MATERIAL PROVIDED:
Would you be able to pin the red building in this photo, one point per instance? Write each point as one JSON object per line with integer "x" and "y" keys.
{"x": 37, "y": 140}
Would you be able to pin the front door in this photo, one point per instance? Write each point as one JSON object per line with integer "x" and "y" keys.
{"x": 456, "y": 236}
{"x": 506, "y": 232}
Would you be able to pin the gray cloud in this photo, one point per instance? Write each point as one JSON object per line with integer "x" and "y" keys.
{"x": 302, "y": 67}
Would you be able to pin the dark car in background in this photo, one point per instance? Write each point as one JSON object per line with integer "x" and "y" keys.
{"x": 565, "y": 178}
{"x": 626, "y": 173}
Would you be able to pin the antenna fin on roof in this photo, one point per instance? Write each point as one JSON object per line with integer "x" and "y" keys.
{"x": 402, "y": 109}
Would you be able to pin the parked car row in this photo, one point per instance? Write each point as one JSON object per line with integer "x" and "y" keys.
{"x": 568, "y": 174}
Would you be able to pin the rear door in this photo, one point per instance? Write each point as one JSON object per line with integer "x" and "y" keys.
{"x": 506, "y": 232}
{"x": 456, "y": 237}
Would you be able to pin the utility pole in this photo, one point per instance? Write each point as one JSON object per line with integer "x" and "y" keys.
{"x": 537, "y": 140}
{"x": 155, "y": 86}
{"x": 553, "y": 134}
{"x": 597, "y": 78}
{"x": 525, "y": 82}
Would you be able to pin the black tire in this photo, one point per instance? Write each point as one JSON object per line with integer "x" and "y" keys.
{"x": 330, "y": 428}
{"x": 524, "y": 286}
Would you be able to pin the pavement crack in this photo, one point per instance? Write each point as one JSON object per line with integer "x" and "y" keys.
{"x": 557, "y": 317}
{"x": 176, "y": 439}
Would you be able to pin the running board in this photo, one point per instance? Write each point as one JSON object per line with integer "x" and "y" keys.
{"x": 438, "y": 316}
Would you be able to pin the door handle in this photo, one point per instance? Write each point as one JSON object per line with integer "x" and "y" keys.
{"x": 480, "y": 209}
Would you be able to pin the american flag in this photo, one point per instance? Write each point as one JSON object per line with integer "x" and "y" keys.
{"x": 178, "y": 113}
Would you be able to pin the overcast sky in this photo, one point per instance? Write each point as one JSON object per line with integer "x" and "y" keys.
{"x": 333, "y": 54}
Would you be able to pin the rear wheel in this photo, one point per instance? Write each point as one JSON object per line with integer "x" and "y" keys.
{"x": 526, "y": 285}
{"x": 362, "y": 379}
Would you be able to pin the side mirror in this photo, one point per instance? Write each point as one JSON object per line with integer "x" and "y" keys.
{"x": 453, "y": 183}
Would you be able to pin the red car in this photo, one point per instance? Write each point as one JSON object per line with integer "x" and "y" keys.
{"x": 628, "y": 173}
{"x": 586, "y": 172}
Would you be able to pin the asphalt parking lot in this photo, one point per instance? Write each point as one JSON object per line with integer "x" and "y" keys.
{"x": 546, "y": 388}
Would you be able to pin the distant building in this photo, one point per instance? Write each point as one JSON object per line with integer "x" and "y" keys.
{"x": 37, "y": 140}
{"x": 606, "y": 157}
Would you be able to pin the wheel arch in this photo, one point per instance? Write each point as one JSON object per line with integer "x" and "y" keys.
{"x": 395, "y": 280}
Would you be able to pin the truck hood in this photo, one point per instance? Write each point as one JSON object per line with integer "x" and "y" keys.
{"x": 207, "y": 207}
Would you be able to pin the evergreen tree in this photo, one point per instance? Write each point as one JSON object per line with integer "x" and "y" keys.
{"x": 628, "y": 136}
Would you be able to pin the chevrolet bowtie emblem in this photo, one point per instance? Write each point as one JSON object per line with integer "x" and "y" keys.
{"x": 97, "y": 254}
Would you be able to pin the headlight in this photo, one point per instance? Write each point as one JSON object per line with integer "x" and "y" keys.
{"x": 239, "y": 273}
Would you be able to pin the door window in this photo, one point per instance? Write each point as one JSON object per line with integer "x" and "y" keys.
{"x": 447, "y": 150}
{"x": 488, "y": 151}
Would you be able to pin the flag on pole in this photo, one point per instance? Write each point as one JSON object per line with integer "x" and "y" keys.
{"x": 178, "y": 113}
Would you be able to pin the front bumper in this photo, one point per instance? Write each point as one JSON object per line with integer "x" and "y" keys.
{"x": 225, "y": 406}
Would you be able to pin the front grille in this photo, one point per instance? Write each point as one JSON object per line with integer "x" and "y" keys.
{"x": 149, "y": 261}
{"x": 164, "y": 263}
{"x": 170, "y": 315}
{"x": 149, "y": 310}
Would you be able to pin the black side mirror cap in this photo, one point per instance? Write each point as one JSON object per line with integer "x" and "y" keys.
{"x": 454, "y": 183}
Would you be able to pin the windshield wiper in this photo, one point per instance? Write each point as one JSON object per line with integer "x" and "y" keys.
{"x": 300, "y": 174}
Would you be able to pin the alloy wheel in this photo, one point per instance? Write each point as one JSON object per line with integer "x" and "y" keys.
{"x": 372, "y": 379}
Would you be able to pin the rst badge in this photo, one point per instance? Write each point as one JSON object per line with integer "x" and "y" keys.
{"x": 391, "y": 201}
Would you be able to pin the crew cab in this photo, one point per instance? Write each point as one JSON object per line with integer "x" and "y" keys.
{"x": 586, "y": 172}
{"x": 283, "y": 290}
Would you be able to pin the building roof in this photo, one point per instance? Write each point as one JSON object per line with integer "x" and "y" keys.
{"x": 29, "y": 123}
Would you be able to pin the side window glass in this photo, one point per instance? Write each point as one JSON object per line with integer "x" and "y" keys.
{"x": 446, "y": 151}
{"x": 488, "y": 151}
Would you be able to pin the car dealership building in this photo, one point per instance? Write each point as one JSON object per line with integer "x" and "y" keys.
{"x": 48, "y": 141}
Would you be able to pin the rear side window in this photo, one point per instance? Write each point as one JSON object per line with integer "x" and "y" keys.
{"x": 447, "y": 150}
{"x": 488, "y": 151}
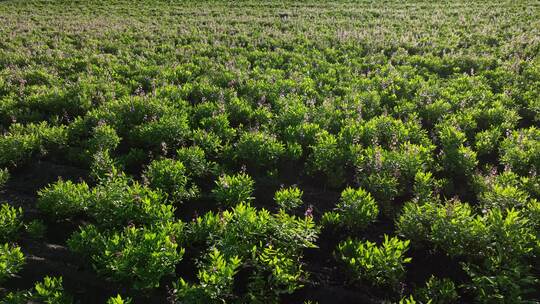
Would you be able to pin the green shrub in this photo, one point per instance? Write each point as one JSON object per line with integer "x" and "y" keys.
{"x": 355, "y": 210}
{"x": 118, "y": 201}
{"x": 64, "y": 199}
{"x": 233, "y": 189}
{"x": 10, "y": 222}
{"x": 119, "y": 300}
{"x": 289, "y": 198}
{"x": 36, "y": 229}
{"x": 4, "y": 176}
{"x": 170, "y": 176}
{"x": 450, "y": 227}
{"x": 50, "y": 290}
{"x": 504, "y": 197}
{"x": 520, "y": 150}
{"x": 138, "y": 256}
{"x": 104, "y": 137}
{"x": 194, "y": 159}
{"x": 163, "y": 134}
{"x": 328, "y": 158}
{"x": 456, "y": 158}
{"x": 216, "y": 280}
{"x": 379, "y": 265}
{"x": 259, "y": 150}
{"x": 22, "y": 142}
{"x": 11, "y": 261}
{"x": 437, "y": 290}
{"x": 271, "y": 245}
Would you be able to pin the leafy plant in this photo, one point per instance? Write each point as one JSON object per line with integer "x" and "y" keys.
{"x": 140, "y": 256}
{"x": 64, "y": 199}
{"x": 50, "y": 290}
{"x": 379, "y": 265}
{"x": 170, "y": 176}
{"x": 216, "y": 281}
{"x": 4, "y": 176}
{"x": 437, "y": 290}
{"x": 119, "y": 300}
{"x": 230, "y": 190}
{"x": 288, "y": 198}
{"x": 10, "y": 222}
{"x": 355, "y": 210}
{"x": 11, "y": 261}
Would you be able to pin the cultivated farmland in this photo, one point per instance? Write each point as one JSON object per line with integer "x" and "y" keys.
{"x": 269, "y": 151}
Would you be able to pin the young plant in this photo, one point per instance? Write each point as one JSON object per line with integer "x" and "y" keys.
{"x": 170, "y": 176}
{"x": 11, "y": 261}
{"x": 64, "y": 199}
{"x": 216, "y": 280}
{"x": 10, "y": 222}
{"x": 437, "y": 290}
{"x": 355, "y": 210}
{"x": 380, "y": 265}
{"x": 4, "y": 176}
{"x": 233, "y": 189}
{"x": 138, "y": 256}
{"x": 50, "y": 290}
{"x": 288, "y": 198}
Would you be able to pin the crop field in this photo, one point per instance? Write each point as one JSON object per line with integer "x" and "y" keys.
{"x": 266, "y": 152}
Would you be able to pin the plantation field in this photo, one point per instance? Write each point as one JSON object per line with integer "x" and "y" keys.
{"x": 269, "y": 151}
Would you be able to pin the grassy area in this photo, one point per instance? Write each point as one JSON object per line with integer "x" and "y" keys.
{"x": 269, "y": 152}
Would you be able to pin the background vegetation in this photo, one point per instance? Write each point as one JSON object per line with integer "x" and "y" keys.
{"x": 269, "y": 152}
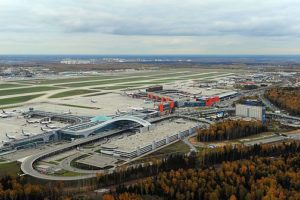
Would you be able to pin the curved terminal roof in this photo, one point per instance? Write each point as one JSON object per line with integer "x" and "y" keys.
{"x": 100, "y": 118}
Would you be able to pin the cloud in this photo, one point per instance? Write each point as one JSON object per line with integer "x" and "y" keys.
{"x": 140, "y": 17}
{"x": 149, "y": 25}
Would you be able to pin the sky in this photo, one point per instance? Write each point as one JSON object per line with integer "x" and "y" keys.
{"x": 150, "y": 27}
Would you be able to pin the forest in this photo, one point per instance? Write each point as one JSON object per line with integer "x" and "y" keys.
{"x": 253, "y": 179}
{"x": 230, "y": 129}
{"x": 19, "y": 188}
{"x": 285, "y": 98}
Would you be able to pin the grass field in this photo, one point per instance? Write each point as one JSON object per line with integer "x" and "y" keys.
{"x": 66, "y": 80}
{"x": 12, "y": 168}
{"x": 10, "y": 85}
{"x": 122, "y": 80}
{"x": 79, "y": 106}
{"x": 96, "y": 94}
{"x": 26, "y": 90}
{"x": 72, "y": 93}
{"x": 21, "y": 99}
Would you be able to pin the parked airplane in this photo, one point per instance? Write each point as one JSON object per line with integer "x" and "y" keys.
{"x": 2, "y": 115}
{"x": 5, "y": 142}
{"x": 11, "y": 137}
{"x": 33, "y": 121}
{"x": 27, "y": 134}
{"x": 6, "y": 114}
{"x": 46, "y": 129}
{"x": 46, "y": 122}
{"x": 120, "y": 112}
{"x": 93, "y": 101}
{"x": 67, "y": 112}
{"x": 136, "y": 108}
{"x": 51, "y": 126}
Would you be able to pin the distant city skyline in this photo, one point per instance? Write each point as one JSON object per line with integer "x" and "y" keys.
{"x": 216, "y": 27}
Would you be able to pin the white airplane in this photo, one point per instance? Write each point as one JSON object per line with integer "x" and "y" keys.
{"x": 67, "y": 112}
{"x": 33, "y": 121}
{"x": 46, "y": 122}
{"x": 2, "y": 115}
{"x": 46, "y": 129}
{"x": 5, "y": 142}
{"x": 27, "y": 134}
{"x": 11, "y": 137}
{"x": 120, "y": 112}
{"x": 9, "y": 113}
{"x": 51, "y": 126}
{"x": 93, "y": 101}
{"x": 136, "y": 108}
{"x": 147, "y": 101}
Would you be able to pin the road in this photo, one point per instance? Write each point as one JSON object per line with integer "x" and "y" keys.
{"x": 27, "y": 164}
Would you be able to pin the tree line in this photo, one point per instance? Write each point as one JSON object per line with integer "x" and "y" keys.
{"x": 252, "y": 179}
{"x": 204, "y": 158}
{"x": 230, "y": 129}
{"x": 286, "y": 98}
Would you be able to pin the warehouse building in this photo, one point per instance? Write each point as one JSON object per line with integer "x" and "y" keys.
{"x": 251, "y": 108}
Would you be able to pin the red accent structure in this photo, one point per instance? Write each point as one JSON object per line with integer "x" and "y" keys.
{"x": 172, "y": 104}
{"x": 161, "y": 107}
{"x": 211, "y": 101}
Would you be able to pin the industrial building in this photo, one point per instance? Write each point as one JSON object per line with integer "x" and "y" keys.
{"x": 141, "y": 143}
{"x": 251, "y": 108}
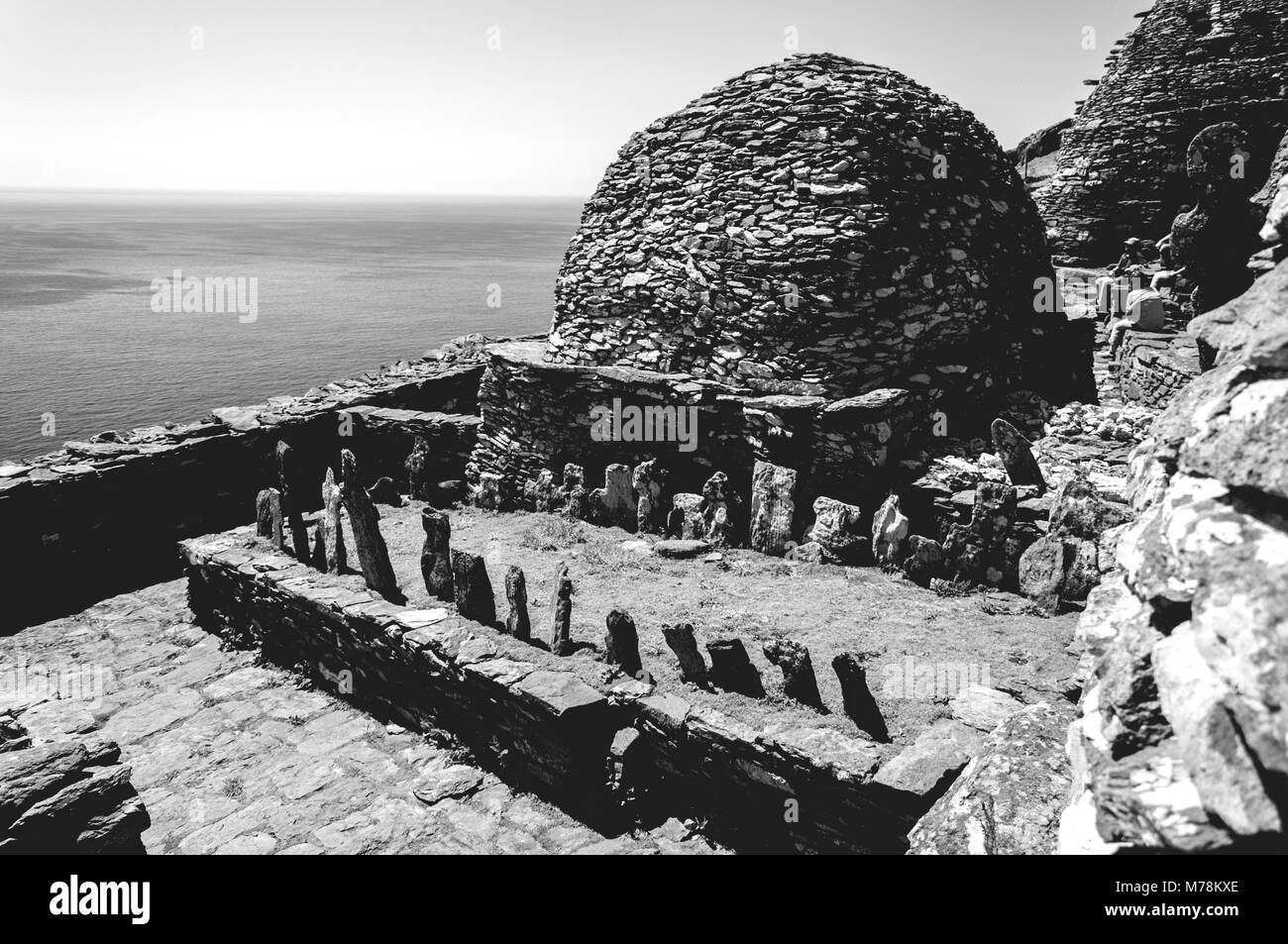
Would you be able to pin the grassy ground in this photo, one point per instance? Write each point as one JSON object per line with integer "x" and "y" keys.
{"x": 829, "y": 609}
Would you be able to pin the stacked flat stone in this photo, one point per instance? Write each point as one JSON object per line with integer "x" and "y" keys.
{"x": 816, "y": 227}
{"x": 1190, "y": 63}
{"x": 1181, "y": 739}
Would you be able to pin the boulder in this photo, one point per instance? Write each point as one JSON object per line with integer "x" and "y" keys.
{"x": 837, "y": 533}
{"x": 889, "y": 532}
{"x": 1017, "y": 455}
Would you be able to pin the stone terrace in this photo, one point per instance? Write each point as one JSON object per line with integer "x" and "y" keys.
{"x": 233, "y": 756}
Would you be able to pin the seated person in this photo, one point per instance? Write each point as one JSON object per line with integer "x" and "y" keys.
{"x": 1144, "y": 312}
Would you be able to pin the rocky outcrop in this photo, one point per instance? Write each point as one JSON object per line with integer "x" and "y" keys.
{"x": 1190, "y": 63}
{"x": 1181, "y": 737}
{"x": 773, "y": 233}
{"x": 68, "y": 797}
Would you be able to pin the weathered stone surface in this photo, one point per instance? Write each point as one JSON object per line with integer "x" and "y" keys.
{"x": 1017, "y": 454}
{"x": 737, "y": 239}
{"x": 983, "y": 708}
{"x": 268, "y": 517}
{"x": 681, "y": 549}
{"x": 329, "y": 524}
{"x": 799, "y": 682}
{"x": 574, "y": 496}
{"x": 516, "y": 622}
{"x": 857, "y": 697}
{"x": 1185, "y": 65}
{"x": 1131, "y": 713}
{"x": 979, "y": 552}
{"x": 472, "y": 587}
{"x": 653, "y": 506}
{"x": 732, "y": 669}
{"x": 292, "y": 511}
{"x": 436, "y": 558}
{"x": 721, "y": 513}
{"x": 889, "y": 532}
{"x": 614, "y": 504}
{"x": 1008, "y": 800}
{"x": 365, "y": 522}
{"x": 836, "y": 531}
{"x": 385, "y": 492}
{"x": 773, "y": 507}
{"x": 686, "y": 519}
{"x": 932, "y": 762}
{"x": 1215, "y": 239}
{"x": 561, "y": 610}
{"x": 622, "y": 644}
{"x": 681, "y": 639}
{"x": 1223, "y": 738}
{"x": 925, "y": 561}
{"x": 420, "y": 479}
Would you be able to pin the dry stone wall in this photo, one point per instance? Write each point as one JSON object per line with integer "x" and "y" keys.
{"x": 815, "y": 227}
{"x": 1189, "y": 64}
{"x": 101, "y": 517}
{"x": 1181, "y": 739}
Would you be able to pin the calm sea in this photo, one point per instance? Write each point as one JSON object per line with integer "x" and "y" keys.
{"x": 343, "y": 284}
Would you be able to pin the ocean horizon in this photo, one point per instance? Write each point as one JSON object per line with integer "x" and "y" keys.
{"x": 340, "y": 283}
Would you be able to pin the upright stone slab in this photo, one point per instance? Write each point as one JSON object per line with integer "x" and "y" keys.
{"x": 574, "y": 496}
{"x": 732, "y": 669}
{"x": 287, "y": 475}
{"x": 329, "y": 524}
{"x": 436, "y": 558}
{"x": 773, "y": 507}
{"x": 857, "y": 698}
{"x": 1017, "y": 455}
{"x": 889, "y": 533}
{"x": 614, "y": 504}
{"x": 268, "y": 517}
{"x": 653, "y": 507}
{"x": 385, "y": 492}
{"x": 621, "y": 643}
{"x": 561, "y": 643}
{"x": 365, "y": 522}
{"x": 721, "y": 513}
{"x": 799, "y": 682}
{"x": 473, "y": 588}
{"x": 836, "y": 531}
{"x": 419, "y": 479}
{"x": 683, "y": 643}
{"x": 687, "y": 522}
{"x": 516, "y": 622}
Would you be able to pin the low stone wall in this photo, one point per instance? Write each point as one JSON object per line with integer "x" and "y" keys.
{"x": 537, "y": 415}
{"x": 542, "y": 728}
{"x": 385, "y": 437}
{"x": 101, "y": 518}
{"x": 1151, "y": 367}
{"x": 68, "y": 797}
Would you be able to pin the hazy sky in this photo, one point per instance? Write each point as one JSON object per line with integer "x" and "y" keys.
{"x": 406, "y": 95}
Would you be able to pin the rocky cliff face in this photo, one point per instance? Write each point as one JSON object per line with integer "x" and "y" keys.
{"x": 815, "y": 227}
{"x": 1183, "y": 739}
{"x": 1190, "y": 63}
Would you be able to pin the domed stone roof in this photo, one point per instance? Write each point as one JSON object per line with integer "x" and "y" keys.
{"x": 815, "y": 226}
{"x": 1190, "y": 63}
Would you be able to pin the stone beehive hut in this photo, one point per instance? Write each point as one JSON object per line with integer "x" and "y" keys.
{"x": 814, "y": 227}
{"x": 1190, "y": 63}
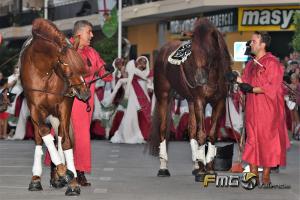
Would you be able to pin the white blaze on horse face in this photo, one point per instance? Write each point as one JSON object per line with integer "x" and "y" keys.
{"x": 163, "y": 155}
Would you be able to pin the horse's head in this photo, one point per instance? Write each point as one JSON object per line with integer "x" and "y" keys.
{"x": 69, "y": 65}
{"x": 72, "y": 68}
{"x": 210, "y": 51}
{"x": 209, "y": 46}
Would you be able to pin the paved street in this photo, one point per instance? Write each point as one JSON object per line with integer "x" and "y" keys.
{"x": 125, "y": 172}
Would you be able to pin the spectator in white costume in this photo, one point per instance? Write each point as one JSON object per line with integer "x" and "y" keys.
{"x": 130, "y": 130}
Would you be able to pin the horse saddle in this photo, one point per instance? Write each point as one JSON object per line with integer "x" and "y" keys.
{"x": 181, "y": 54}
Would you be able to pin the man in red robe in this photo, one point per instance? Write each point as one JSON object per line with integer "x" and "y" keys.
{"x": 267, "y": 138}
{"x": 80, "y": 118}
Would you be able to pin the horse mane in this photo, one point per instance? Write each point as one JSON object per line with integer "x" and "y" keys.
{"x": 210, "y": 49}
{"x": 47, "y": 30}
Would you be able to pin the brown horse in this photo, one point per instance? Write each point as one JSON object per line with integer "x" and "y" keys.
{"x": 51, "y": 75}
{"x": 197, "y": 74}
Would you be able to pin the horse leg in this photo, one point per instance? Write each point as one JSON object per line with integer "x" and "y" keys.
{"x": 193, "y": 137}
{"x": 38, "y": 118}
{"x": 201, "y": 138}
{"x": 73, "y": 188}
{"x": 54, "y": 179}
{"x": 55, "y": 124}
{"x": 212, "y": 150}
{"x": 163, "y": 105}
{"x": 35, "y": 184}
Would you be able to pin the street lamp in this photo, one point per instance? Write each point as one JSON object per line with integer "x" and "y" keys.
{"x": 119, "y": 28}
{"x": 46, "y": 9}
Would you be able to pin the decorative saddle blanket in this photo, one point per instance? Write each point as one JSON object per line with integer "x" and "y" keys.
{"x": 181, "y": 54}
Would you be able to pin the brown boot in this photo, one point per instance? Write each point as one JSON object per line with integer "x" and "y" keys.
{"x": 266, "y": 176}
{"x": 82, "y": 179}
{"x": 254, "y": 170}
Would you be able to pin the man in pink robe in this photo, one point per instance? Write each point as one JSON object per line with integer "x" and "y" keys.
{"x": 267, "y": 138}
{"x": 80, "y": 118}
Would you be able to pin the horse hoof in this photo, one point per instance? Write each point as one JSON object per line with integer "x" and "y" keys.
{"x": 35, "y": 186}
{"x": 199, "y": 177}
{"x": 163, "y": 173}
{"x": 195, "y": 172}
{"x": 73, "y": 191}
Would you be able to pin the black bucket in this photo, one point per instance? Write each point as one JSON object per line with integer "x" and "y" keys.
{"x": 223, "y": 159}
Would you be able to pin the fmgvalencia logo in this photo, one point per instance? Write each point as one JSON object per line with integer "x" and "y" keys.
{"x": 249, "y": 181}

YOUR GOAL:
Retype exactly the lines from the one containing "Would you be able to pin the horse hoof" through the last line of the records above, including both.

RESPONSE:
Would you be able to pin the horse hoof in this photo, one point per instance? Write each point as one JSON object per line with integer "x" and "y" keys.
{"x": 35, "y": 186}
{"x": 199, "y": 177}
{"x": 163, "y": 173}
{"x": 195, "y": 172}
{"x": 73, "y": 191}
Would you be able to pin the black bucket in this photo, one point per instance? Write each point as one JSON object per line with integer "x" and "y" keys.
{"x": 223, "y": 159}
Would you be able to pin the fmgvalencia logo in this photo, one point per instance? Write each point as one JSON object per line with integer "x" and "y" keys.
{"x": 249, "y": 181}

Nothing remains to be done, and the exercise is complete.